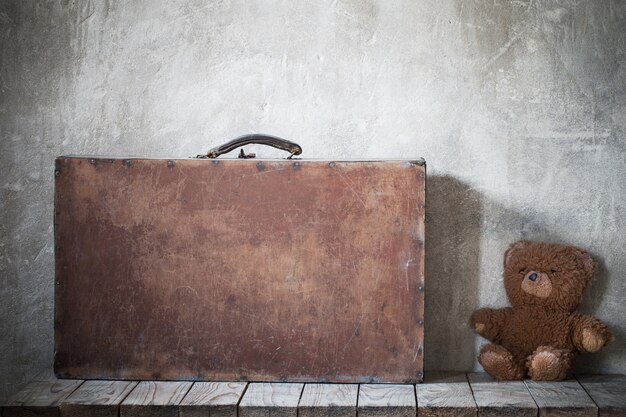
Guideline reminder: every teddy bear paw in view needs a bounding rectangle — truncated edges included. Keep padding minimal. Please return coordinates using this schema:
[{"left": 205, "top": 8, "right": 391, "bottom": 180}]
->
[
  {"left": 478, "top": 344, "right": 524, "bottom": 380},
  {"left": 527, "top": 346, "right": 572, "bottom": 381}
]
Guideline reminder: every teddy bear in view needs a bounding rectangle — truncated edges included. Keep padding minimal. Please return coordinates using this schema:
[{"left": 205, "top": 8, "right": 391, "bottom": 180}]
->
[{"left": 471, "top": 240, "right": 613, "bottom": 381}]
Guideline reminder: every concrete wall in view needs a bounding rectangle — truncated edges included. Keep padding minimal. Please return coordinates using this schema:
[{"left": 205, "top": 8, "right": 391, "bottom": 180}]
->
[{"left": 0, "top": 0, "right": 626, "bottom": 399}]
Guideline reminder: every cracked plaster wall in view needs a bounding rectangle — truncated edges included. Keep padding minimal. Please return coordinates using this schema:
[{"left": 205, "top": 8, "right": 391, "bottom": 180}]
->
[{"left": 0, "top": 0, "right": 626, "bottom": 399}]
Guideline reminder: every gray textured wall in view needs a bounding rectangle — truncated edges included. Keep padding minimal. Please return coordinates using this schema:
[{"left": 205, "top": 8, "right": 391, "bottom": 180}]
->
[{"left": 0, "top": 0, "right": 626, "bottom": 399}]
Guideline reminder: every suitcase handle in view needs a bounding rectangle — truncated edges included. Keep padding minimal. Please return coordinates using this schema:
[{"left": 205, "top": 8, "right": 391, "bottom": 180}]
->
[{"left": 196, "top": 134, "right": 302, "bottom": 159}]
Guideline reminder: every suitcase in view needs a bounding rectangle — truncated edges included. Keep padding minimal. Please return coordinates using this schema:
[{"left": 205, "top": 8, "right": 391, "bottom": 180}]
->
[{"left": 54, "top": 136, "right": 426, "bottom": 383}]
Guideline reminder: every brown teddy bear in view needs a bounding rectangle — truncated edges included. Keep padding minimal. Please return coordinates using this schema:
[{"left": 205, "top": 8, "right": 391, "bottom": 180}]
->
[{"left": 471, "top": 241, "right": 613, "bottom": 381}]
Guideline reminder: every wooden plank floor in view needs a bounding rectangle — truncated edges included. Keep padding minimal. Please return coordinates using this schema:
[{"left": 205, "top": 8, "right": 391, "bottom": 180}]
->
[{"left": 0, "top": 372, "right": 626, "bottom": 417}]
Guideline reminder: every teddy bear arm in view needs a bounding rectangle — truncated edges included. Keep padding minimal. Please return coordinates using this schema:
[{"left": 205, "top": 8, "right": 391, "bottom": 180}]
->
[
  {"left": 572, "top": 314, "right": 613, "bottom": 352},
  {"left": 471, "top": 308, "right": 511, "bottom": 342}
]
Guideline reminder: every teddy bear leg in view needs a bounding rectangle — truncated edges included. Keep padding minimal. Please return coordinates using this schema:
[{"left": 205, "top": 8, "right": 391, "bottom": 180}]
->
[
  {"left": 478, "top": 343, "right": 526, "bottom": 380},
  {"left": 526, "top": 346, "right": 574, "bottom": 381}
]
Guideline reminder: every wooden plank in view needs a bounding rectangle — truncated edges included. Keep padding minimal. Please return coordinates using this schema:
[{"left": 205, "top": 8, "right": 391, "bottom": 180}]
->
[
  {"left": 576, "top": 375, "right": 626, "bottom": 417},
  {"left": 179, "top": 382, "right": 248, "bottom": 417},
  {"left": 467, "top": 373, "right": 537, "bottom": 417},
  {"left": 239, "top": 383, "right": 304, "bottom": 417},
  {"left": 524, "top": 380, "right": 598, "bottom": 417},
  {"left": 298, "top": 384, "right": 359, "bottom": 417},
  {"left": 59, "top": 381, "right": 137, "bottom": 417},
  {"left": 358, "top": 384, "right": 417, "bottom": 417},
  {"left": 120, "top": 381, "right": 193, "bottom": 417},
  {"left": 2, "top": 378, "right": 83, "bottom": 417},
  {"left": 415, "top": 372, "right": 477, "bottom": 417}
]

+ + + + +

What needs to be done: Present all of the lines above as a Markdown table with the columns "Row" and "Line", numbering each row and omitting blank lines. Exclude the pictures from the table.

Solution to this problem:
| Row | Line |
|---|---|
| 1 | Guideline reminder: every teddy bear paw in view needs a bounding rectangle — truncated edges included. Keep padding minimal. Please return coordinates using this schema: |
| 2 | [{"left": 205, "top": 8, "right": 391, "bottom": 180}] |
| 3 | -> |
| 4 | [ |
| 5 |   {"left": 478, "top": 344, "right": 524, "bottom": 380}, |
| 6 |   {"left": 527, "top": 346, "right": 572, "bottom": 381} |
| 7 | ] |
| 8 | Guideline reminder: every teddy bear in view needs a bounding rectangle — truncated edges included. Keep padding minimal. Please return coordinates using this schema: |
| 9 | [{"left": 205, "top": 8, "right": 391, "bottom": 180}] |
| 10 | -> |
| 11 | [{"left": 471, "top": 240, "right": 613, "bottom": 381}] |
| 12 | Guideline reminder: every concrete wall in view needs a bounding rectangle — truncated edges included. Keep padding minimal. Please return coordinates using this schema: |
| 13 | [{"left": 205, "top": 8, "right": 391, "bottom": 180}] |
| 14 | -> |
| 15 | [{"left": 0, "top": 0, "right": 626, "bottom": 399}] |
| 16 | Guideline reminder: every cracked plaster wall in view needs a bounding rectangle — truncated edges included. Keep padding minimal. Please return coordinates using this schema: |
| 17 | [{"left": 205, "top": 8, "right": 391, "bottom": 180}] |
| 18 | -> |
| 19 | [{"left": 0, "top": 0, "right": 626, "bottom": 399}] |
| 20 | Guideline reminder: every gray textured wall in view needs a bounding rectangle — truncated edges included. Keep padding minimal. Please return coordinates using this schema: |
| 21 | [{"left": 205, "top": 8, "right": 391, "bottom": 180}] |
| 22 | -> |
| 23 | [{"left": 0, "top": 0, "right": 626, "bottom": 399}] |
| 24 | Guideline reminder: every suitcase handle in view needs a bounding rectangle — truncated edges included. Keep padding minimal. Please return coordinates using this schema: |
| 25 | [{"left": 205, "top": 8, "right": 391, "bottom": 180}] |
| 26 | -> |
| 27 | [{"left": 196, "top": 134, "right": 302, "bottom": 159}] |
| 28 | Guideline reminder: every suitcase in view needs a bounding rectangle — truncated edges included. Keep padding minimal. Please return coordinates using this schema: |
| 29 | [{"left": 205, "top": 8, "right": 391, "bottom": 180}] |
| 30 | -> |
| 31 | [{"left": 54, "top": 136, "right": 426, "bottom": 383}] |
| 32 | Guideline reminder: every brown teddy bear in view needs a bounding rectangle — truncated edges included. Keep padding minimal. Please return coordinates using this schema: |
| 33 | [{"left": 205, "top": 8, "right": 391, "bottom": 180}] |
| 34 | -> |
| 35 | [{"left": 471, "top": 241, "right": 613, "bottom": 381}] |
| 36 | Guideline reminder: every wooden plank floor in view needs a bounding rectangle — truncated edges included. Keep padding minimal. Please return coordinates using this schema: |
| 37 | [{"left": 205, "top": 8, "right": 391, "bottom": 180}] |
| 38 | -> |
| 39 | [{"left": 0, "top": 372, "right": 626, "bottom": 417}] |
| 40 | Guideline reminder: every teddy bear arm in view needs a bounding rectangle — truncated edges included. Keep padding minimal. Please return coordinates using this schema: |
| 41 | [{"left": 205, "top": 8, "right": 391, "bottom": 180}] |
| 42 | -> |
| 43 | [ |
| 44 |   {"left": 572, "top": 314, "right": 613, "bottom": 352}, |
| 45 |   {"left": 471, "top": 308, "right": 511, "bottom": 342} |
| 46 | ] |
| 47 | Guideline reminder: every teddy bear leg in view needs a bounding rectangle — truncated edges included. Keep padding minimal. Please return coordinates using this schema: |
| 48 | [{"left": 205, "top": 8, "right": 391, "bottom": 180}] |
| 49 | -> |
| 50 | [ |
| 51 |   {"left": 478, "top": 343, "right": 526, "bottom": 380}, |
| 52 |   {"left": 526, "top": 346, "right": 574, "bottom": 381} |
| 53 | ] |
| 54 | Guideline reminder: every wooden plank in view needs a bounding rectangle — truncated edges included. Keep padding minimal. Please return coordinates using this schema: |
| 55 | [{"left": 205, "top": 8, "right": 391, "bottom": 180}] |
| 56 | -> |
| 57 | [ |
| 58 |   {"left": 576, "top": 375, "right": 626, "bottom": 417}, |
| 59 |   {"left": 179, "top": 382, "right": 248, "bottom": 417}, |
| 60 |   {"left": 467, "top": 373, "right": 537, "bottom": 417}, |
| 61 |   {"left": 239, "top": 383, "right": 304, "bottom": 417}, |
| 62 |   {"left": 524, "top": 380, "right": 598, "bottom": 417}, |
| 63 |   {"left": 298, "top": 384, "right": 359, "bottom": 417}, |
| 64 |   {"left": 59, "top": 381, "right": 137, "bottom": 417}, |
| 65 |   {"left": 358, "top": 384, "right": 417, "bottom": 417}, |
| 66 |   {"left": 120, "top": 381, "right": 193, "bottom": 417}, |
| 67 |   {"left": 2, "top": 378, "right": 83, "bottom": 417}, |
| 68 |   {"left": 415, "top": 372, "right": 477, "bottom": 417} |
| 69 | ] |